**Tasks to complete:**
a) Please write out the passage of the album reviews from "Best known for" to "the desolate 'Nobody'.", keeping every word and mark unchanged.
b) According to the album reviews, how many years after his solo debut did Donald Fagen record its follow-up?

**Reading text:**

-------------------------

More so than their previous albums, Crowded House's Together Alone brimmed with Beatley textures and harmonies, but unlike most retro-rockers, it never sounded like deliberate artifice: this just happens to be Neil Finn's natural musical language.
The burgeoning notoriety of gangsta-rap was finally matched by stratospheric sales figures in 1993. Sitting at the top of the US album charts for well over a month, the dope- and gun-drenched Black Sunday saw Cypress Hill become the most successful rap crew of all time. As the aptly named DJ Muggs did just that to his brutally infectious backing tracks, Cuban- American rapping duo Sen-Dog and B-Real slapped the words around with the irritating, catchy simplicity of playground taunts.
Eleven years after his solo debut, Donald Fagen finally got round to recording the follow-up, and it was as if no time had passed at all. Kamakiriad is what happens when the narrator of The Nightfly, instead of gazing fondly at his past, takes a peek into the future. Offhandedly optimistic despite the ominous cracks in the future facade, it's the kind of portrait that could only be painted by a sci-fi enthusiast and jazz buff turned pop sourpuss.
Fluke's Six Wheels On My Wagon represents the current high- water mark of modern ambient- groove music, showing that although this mode has effectively become the future sound of Europe, it's rarely done as well on the continent as in Britain. Though born out of the groove, the pieces on Six Wheels On My Wagon have a melodic flow which manages to combine elements of surprise and innovation with a hedonistic serenity. One to watch in 1994.
Best known for her work fronting Massive Attack, Shara Nelson's solo debut What Silence Knows stood out proudly from the usual run of soul diva offerings, with far more imagination, and more chances taken, even though it sticks to the bare soul essentials of beats, strings and voice. There's an imperiousness akin to Aretha's in the way she sweeps into the desolate 'Nobody'.
In the wake of Garth Brooks' success, the most authentic of country-music veterans got the big- budget treatment in 1993, Columbia pulling out all the stops to try and hoist Willie Nelson into the mega-celeb bracket with Across the Borderline. Star guests (Dylan, Simon, Bonnie Raitt, Mose Allison, Sinead) duetted on songs by writers both classic (Dylan, Simon) and classy (Hiatt, Lovett). The result was the country equivalent of a John Lee Hooker album, all star turns and shoulder-rubbing polishing up a legendary reputation.
Smashing Pumpkins' Siamese Dream was the latest in a line of American guitar-rock masterpieces that stretches back via The Pixies' Doolittle and REM's Murmur to the distant heyday of The Byrds' Notorious Byrd Brothers. Like many of their contemporaries, the Pumpkins offer a development of the original Husker Du grunge formula of big, noisy guitars overlaid with heartache harmonies, and in singer/songwriter Billy Corgan, they possess an enigmatic nerd frontman in the Michael Stipe / Black Francis vein.
The approach on Paul Westerberg's 14 Songs is as direct as the title, the feel rough and ready rather than deluxe. When he does tart his songs up, it's usually with the cheap glamour of classic Stones raunch or punk howl, as in the days when he fronted The Replacements: 14 Songs follows their format of rockers of a rebellious persuasion interspersed with more wistful reflections on life and love.
Though many tried, it was left to Neil Young to breathe a little real life into MTV's acoustic showcase series Unplugged, re-styling his old songs in new livery. 'Transformer Man' lost its vocoder but gained a sparkling autoharp, while the addition of wistful accordion to 'Helpless' was particularly appropriate for a song about the paralysing power of nostalgia.

-------------------------

**Study material:**
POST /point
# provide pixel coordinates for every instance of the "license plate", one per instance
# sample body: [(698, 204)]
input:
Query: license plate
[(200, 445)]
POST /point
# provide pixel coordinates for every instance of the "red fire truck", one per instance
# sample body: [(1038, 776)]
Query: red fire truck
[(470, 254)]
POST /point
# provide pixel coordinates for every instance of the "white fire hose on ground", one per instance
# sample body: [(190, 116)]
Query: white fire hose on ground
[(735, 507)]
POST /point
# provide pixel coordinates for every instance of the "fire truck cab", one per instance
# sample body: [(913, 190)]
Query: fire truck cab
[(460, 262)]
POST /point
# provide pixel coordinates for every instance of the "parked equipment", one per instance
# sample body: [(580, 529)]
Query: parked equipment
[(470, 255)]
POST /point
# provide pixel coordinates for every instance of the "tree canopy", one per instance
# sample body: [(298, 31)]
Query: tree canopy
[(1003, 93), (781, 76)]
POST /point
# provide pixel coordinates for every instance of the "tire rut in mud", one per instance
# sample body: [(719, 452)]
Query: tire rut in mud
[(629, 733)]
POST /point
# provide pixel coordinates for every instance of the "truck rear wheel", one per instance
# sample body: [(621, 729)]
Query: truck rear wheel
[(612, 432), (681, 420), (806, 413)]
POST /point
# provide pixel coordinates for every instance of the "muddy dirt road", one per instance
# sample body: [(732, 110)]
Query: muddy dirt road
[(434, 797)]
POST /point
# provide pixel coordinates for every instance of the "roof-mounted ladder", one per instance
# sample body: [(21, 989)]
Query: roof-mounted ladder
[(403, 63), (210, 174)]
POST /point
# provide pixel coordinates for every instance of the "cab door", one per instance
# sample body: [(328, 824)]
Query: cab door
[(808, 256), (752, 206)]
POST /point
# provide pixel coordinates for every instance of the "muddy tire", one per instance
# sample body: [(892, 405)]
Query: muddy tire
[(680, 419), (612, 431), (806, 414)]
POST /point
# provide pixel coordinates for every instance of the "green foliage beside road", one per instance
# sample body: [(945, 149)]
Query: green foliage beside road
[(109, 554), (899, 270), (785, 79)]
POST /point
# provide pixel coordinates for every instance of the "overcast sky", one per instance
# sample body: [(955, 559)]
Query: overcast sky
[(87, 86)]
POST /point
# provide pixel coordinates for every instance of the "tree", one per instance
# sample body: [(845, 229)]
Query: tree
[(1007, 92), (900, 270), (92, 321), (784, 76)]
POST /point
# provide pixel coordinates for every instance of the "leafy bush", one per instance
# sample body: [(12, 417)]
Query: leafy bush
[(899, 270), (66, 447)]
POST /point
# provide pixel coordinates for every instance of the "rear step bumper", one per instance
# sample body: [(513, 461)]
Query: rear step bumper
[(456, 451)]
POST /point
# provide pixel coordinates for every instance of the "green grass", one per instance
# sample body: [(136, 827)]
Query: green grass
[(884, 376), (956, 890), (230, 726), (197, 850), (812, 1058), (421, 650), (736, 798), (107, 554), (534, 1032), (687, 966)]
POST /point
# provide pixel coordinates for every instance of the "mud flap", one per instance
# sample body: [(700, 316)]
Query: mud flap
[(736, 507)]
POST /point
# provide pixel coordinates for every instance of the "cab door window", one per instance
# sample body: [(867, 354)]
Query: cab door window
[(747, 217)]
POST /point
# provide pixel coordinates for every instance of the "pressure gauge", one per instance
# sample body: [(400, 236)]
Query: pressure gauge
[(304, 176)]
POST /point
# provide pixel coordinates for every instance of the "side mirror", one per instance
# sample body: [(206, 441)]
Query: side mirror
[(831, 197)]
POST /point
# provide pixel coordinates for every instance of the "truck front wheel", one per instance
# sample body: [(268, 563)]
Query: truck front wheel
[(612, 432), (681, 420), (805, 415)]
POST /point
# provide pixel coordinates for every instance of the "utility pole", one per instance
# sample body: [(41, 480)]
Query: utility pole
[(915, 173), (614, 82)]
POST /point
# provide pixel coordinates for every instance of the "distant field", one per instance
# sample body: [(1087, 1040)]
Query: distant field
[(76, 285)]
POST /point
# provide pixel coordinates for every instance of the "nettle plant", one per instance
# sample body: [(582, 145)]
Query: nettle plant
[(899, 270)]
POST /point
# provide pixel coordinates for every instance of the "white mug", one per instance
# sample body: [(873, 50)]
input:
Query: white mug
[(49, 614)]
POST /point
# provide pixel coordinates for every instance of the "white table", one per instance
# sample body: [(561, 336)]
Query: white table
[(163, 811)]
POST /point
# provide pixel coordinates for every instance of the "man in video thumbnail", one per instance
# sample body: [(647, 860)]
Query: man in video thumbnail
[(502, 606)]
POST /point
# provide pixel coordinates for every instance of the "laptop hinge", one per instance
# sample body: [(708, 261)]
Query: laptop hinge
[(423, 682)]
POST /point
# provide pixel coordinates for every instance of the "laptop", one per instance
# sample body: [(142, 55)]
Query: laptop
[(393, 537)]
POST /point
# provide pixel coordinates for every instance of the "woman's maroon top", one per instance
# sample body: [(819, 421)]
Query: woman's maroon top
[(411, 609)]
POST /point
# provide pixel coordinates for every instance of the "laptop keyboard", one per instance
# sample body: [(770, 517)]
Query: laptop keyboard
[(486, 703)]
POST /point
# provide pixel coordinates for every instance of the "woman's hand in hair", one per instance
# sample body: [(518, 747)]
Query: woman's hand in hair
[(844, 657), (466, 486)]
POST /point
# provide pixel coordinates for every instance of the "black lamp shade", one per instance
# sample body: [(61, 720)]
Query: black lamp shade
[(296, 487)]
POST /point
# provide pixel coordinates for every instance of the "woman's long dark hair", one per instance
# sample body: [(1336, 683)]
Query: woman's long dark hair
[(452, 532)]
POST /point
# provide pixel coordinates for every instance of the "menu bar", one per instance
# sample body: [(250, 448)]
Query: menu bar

-------------------------

**Per-task answers:**
a)
Best known for her work fronting Massive Attack, Shara Nelson's solo debut What Silence Knows stood out proudly from the usual run of soul diva offerings, with far more imagination, and more chances taken, even though it sticks to the bare soul essentials of beats, strings and voice. There's an imperiousness akin to Aretha's in the way she sweeps into the desolate 'Nobody'.

b) Eleven years.